# start of MATERIAL FOR THE TASK

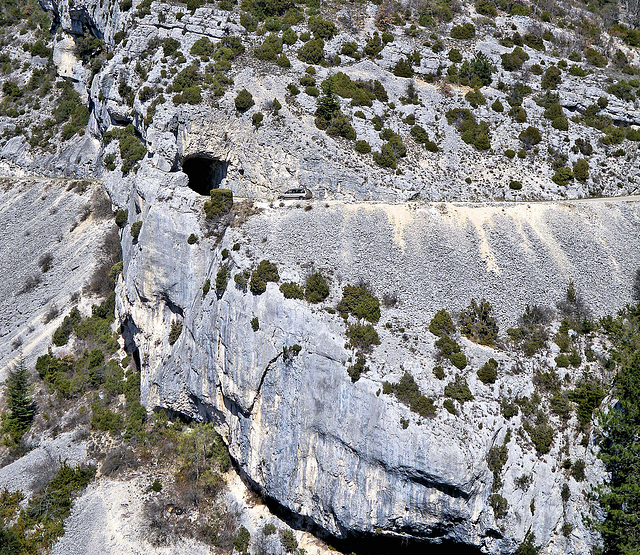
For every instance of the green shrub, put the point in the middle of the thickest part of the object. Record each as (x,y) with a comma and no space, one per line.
(499,505)
(241,540)
(63,332)
(441,323)
(458,390)
(449,405)
(552,78)
(563,176)
(403,68)
(541,434)
(477,71)
(291,290)
(513,61)
(360,302)
(135,230)
(312,52)
(358,368)
(454,56)
(588,396)
(363,147)
(121,218)
(222,279)
(243,100)
(289,37)
(265,272)
(269,50)
(174,333)
(289,541)
(220,203)
(581,169)
(477,323)
(489,372)
(459,360)
(530,137)
(420,135)
(476,134)
(464,31)
(316,288)
(447,346)
(321,28)
(408,393)
(475,98)
(20,407)
(257,118)
(106,420)
(362,337)
(577,471)
(595,58)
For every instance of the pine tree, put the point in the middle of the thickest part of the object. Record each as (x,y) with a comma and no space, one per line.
(21,408)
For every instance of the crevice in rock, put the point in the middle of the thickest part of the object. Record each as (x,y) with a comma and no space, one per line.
(173,307)
(264,375)
(205,172)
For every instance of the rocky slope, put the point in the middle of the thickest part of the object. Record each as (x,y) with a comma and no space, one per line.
(347,457)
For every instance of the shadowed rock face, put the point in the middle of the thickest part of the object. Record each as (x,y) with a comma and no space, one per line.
(334,451)
(204,173)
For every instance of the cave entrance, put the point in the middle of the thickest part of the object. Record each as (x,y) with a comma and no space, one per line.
(204,173)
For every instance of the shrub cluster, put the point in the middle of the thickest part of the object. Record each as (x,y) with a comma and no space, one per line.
(265,272)
(477,323)
(408,393)
(360,302)
(471,132)
(220,203)
(330,118)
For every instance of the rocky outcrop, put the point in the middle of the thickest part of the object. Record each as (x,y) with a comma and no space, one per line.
(335,451)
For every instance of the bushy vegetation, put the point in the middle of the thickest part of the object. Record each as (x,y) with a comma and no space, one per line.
(531,333)
(362,337)
(292,290)
(316,288)
(36,528)
(478,324)
(459,390)
(243,101)
(358,301)
(20,406)
(489,372)
(220,203)
(358,368)
(442,324)
(471,132)
(264,273)
(408,393)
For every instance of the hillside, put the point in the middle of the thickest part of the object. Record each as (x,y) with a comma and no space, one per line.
(422,354)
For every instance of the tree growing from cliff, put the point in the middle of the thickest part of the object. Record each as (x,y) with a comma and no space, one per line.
(21,409)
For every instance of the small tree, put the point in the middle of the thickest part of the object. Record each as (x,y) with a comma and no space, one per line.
(21,408)
(244,100)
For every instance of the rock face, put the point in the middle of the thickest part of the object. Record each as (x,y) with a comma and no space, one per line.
(335,451)
(50,243)
(346,456)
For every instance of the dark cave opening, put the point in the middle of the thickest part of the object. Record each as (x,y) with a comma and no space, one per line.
(205,173)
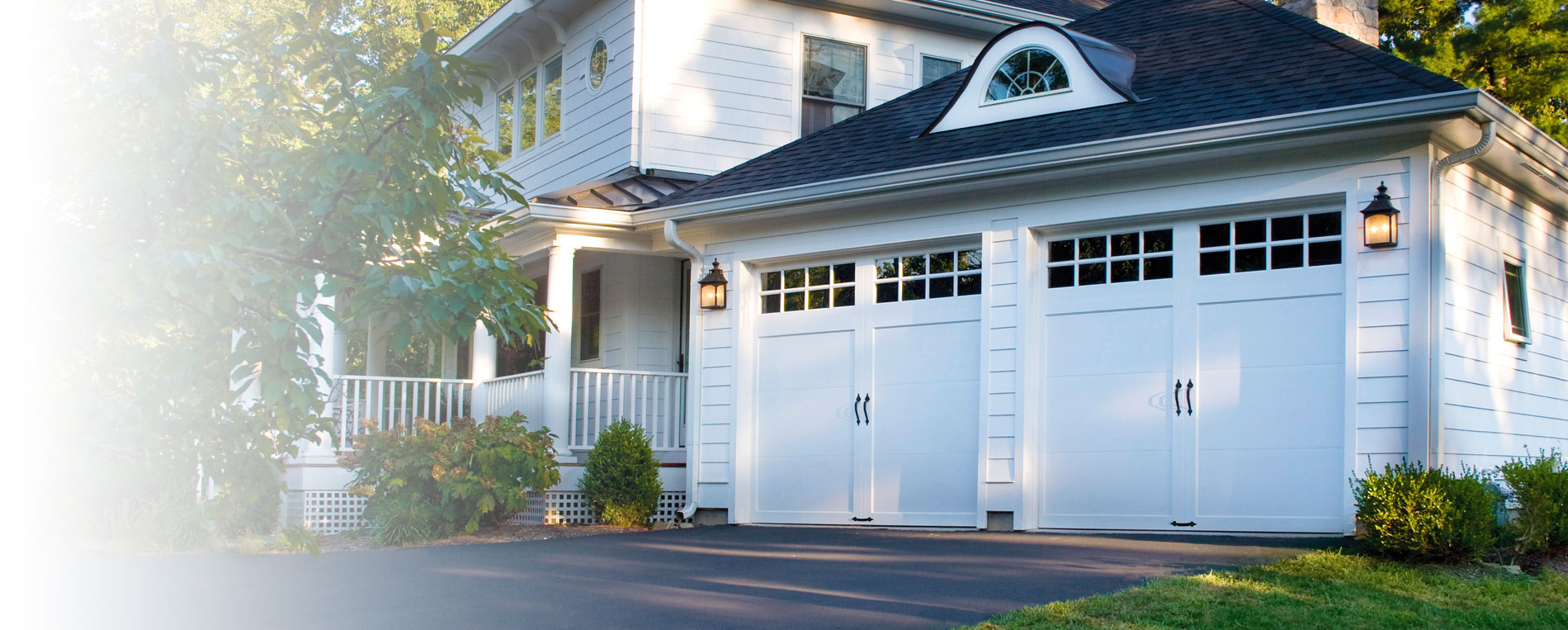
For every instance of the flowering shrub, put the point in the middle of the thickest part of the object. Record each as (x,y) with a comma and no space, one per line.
(433,480)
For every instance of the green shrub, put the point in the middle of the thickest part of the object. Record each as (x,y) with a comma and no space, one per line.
(1542,488)
(297,538)
(439,478)
(248,499)
(1427,514)
(621,476)
(407,519)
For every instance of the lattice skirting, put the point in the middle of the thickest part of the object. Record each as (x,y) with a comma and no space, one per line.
(327,511)
(334,511)
(569,508)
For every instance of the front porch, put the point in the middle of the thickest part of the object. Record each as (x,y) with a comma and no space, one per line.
(616,352)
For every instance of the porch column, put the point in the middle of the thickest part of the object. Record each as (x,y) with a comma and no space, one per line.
(376,347)
(482,367)
(559,343)
(449,358)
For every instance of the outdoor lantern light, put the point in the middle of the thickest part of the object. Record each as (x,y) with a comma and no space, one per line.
(711,291)
(1380,221)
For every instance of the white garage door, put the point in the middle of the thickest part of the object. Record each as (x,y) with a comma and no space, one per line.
(867,391)
(1195,377)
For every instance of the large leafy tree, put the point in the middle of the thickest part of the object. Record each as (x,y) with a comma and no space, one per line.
(1514,49)
(240,169)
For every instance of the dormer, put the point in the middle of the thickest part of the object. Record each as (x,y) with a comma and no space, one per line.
(1037,69)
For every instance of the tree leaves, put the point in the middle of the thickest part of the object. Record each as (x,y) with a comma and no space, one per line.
(1514,49)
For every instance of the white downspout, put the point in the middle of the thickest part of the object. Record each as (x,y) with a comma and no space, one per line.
(1440,258)
(693,368)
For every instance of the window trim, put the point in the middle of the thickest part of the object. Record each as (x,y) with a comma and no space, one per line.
(1507,301)
(800,80)
(588,63)
(515,85)
(987,101)
(582,315)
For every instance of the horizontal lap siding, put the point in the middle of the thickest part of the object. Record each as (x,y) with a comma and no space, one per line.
(596,124)
(721,77)
(1500,399)
(1381,333)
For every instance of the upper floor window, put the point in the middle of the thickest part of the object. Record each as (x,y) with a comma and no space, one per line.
(524,113)
(597,63)
(1029,71)
(933,68)
(833,83)
(1515,298)
(550,122)
(505,121)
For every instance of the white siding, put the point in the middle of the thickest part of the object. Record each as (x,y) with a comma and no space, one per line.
(1501,399)
(596,124)
(721,77)
(1381,319)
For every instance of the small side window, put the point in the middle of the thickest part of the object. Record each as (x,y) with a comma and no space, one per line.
(1517,301)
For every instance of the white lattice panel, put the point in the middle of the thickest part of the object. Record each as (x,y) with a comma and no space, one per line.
(333,511)
(569,508)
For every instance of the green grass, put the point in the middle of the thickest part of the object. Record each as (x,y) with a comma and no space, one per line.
(1320,590)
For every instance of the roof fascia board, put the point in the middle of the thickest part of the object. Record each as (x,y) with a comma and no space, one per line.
(489,27)
(1526,137)
(988,10)
(1056,157)
(569,215)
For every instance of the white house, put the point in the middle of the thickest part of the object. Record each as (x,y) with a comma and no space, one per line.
(1112,276)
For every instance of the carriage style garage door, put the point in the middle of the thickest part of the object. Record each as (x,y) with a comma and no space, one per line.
(1195,377)
(867,391)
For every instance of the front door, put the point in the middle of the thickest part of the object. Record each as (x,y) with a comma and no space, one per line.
(1195,377)
(869,391)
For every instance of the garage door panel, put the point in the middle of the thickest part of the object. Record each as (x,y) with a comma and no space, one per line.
(1122,413)
(1261,333)
(1296,406)
(822,485)
(1310,483)
(1108,485)
(1115,342)
(924,483)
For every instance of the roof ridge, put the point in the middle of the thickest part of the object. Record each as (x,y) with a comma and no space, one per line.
(1350,45)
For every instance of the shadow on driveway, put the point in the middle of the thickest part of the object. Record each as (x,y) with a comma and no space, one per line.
(703,577)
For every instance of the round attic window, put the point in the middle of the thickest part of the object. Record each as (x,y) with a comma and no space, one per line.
(1029,71)
(597,63)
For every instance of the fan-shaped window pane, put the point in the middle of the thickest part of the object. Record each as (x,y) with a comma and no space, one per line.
(1029,71)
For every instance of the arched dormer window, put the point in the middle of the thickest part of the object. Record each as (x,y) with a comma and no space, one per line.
(1029,71)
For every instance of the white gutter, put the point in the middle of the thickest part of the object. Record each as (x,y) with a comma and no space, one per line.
(693,370)
(989,12)
(1440,258)
(1076,154)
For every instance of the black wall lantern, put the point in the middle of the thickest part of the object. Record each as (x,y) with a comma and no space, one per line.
(1380,221)
(711,289)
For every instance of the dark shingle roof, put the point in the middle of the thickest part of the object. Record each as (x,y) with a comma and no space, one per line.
(1200,61)
(1062,8)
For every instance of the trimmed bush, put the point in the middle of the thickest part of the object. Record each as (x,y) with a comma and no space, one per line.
(1427,514)
(248,499)
(1542,488)
(439,478)
(621,476)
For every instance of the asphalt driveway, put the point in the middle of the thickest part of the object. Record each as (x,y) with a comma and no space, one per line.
(703,577)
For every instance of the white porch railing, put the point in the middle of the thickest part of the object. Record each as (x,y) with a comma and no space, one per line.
(364,403)
(653,400)
(517,394)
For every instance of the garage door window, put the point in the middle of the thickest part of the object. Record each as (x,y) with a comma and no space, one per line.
(1273,244)
(928,276)
(1109,258)
(808,287)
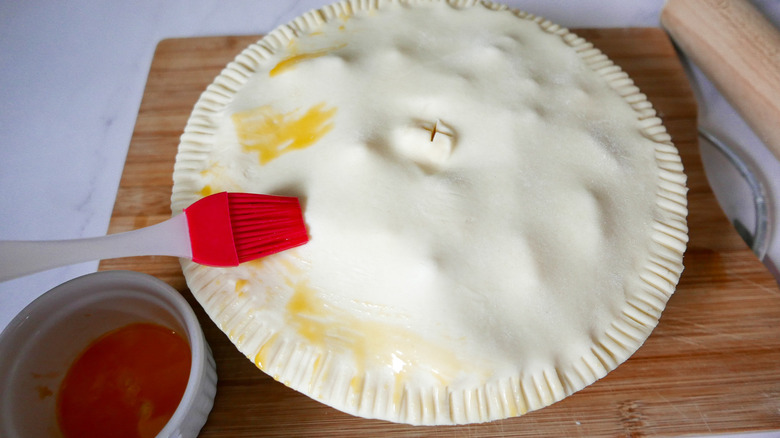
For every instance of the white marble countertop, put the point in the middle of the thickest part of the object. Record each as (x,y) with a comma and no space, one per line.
(72,75)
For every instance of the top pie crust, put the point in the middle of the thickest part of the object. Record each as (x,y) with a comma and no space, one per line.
(497,216)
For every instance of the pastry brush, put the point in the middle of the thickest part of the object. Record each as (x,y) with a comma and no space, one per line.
(223,229)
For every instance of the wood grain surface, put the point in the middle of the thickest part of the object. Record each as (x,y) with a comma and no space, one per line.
(711,365)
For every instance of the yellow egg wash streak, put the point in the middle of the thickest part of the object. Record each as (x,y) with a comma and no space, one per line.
(272,133)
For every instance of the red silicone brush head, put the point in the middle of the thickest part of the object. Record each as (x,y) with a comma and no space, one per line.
(231,228)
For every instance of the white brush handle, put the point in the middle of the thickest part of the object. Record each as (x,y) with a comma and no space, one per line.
(18,258)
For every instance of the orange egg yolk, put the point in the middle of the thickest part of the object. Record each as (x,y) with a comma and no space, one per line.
(127,383)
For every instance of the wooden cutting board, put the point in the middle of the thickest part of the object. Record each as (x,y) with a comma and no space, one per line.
(712,365)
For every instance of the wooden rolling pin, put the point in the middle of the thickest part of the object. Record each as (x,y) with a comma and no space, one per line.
(739,51)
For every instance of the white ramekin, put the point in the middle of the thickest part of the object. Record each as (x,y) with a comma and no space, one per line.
(41,342)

# end of MATERIAL FOR THE TASK

> TASK DETAILS:
Reproduce exactly the lines from the one with "For every instance of the wooden cutting" through the end of the entries above, both ends included.

> TASK SOLUTION:
For every instance of the wooden cutting board, put the point in the middle of the thickest part of the object. Record each as (x,y) with a comma and no space, one per line.
(712,365)
For every instance of the wooden rolling pin, put the point in the middle of the thickest part of the object. Record each as (x,y) with a comma and no space, one per line.
(739,51)
For every instance of the white ramekin, put the point in the middle of the thickest part of the object. Record each as (x,y) with a comma and no space, one per line.
(41,342)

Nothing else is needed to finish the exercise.